(Spatial annotation data)
(begin)
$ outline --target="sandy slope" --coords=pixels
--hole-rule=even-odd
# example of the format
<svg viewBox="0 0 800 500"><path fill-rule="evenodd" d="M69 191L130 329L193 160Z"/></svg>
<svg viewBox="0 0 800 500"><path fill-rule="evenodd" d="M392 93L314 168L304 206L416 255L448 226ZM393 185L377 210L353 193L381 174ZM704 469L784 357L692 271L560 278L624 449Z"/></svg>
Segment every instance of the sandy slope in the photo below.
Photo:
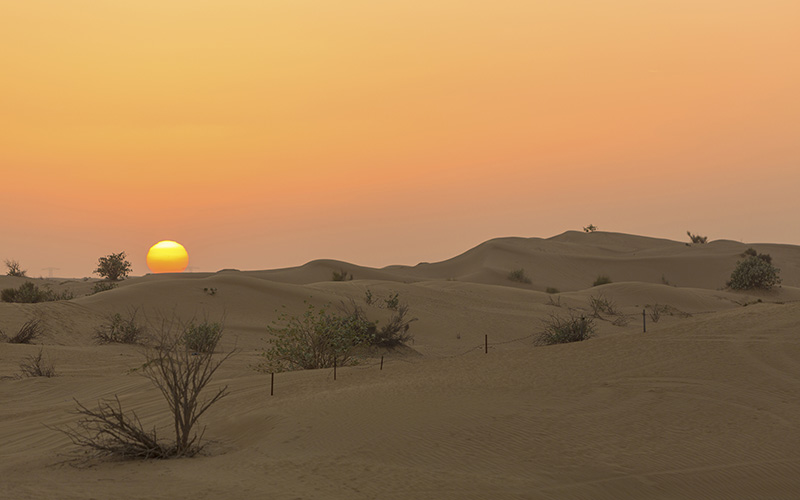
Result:
<svg viewBox="0 0 800 500"><path fill-rule="evenodd" d="M40 346L0 344L0 498L796 498L800 248L752 246L782 269L781 289L719 289L740 243L568 232L492 240L415 267L314 261L2 303L7 333L42 317L60 376L13 378ZM532 284L505 278L520 267ZM355 280L330 281L339 269ZM615 283L590 288L601 272ZM64 281L50 282L76 295L92 285ZM21 282L0 277L2 288ZM336 381L330 370L278 374L270 397L269 377L252 366L276 310L360 300L367 289L409 302L413 351L388 355L383 371L375 359L341 369ZM533 346L550 314L588 314L601 293L626 325L598 320L594 339ZM642 333L642 309L656 303L669 312ZM159 394L129 372L139 348L94 343L106 315L131 308L151 323L224 318L223 347L240 350L217 378L231 395L203 420L205 456L76 468L64 462L69 441L43 425L74 422L72 398L117 394L144 421L169 423Z"/></svg>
(end)
What the task requires
Copy all of the data above word for word, omitting the pictures.

Task output
$ outline --target="sandy slope" --coords=pixels
--hole-rule=even-odd
# example of the format
<svg viewBox="0 0 800 500"><path fill-rule="evenodd" d="M69 191L130 329L193 160Z"/></svg>
<svg viewBox="0 0 800 500"><path fill-rule="evenodd" d="M392 93L314 168L304 206L416 255L448 226ZM393 185L377 210L353 193L381 174ZM704 469L784 357L692 271L560 278L624 449Z"/></svg>
Segment every instance of the sandy slope in the photo below.
Photo:
Result:
<svg viewBox="0 0 800 500"><path fill-rule="evenodd" d="M40 346L0 344L0 498L796 498L800 248L752 246L782 269L781 289L719 289L740 243L568 232L492 240L415 267L314 261L2 303L7 333L42 317L60 376L13 378ZM532 284L505 278L520 267ZM355 280L330 281L339 269ZM615 283L590 288L601 272ZM64 281L50 282L76 295L92 285ZM21 282L0 277L2 288ZM336 381L330 370L278 374L270 397L269 377L252 366L276 310L360 300L367 289L409 302L413 351L388 355L383 371L375 359L341 369ZM533 346L550 314L588 314L601 293L626 325L598 320L594 339ZM642 333L642 309L656 303L669 312ZM159 394L129 372L139 348L94 343L106 315L131 308L151 323L224 318L223 347L240 350L217 378L231 395L203 420L205 456L76 468L64 462L69 441L43 425L74 422L72 398L117 394L144 421L169 423Z"/></svg>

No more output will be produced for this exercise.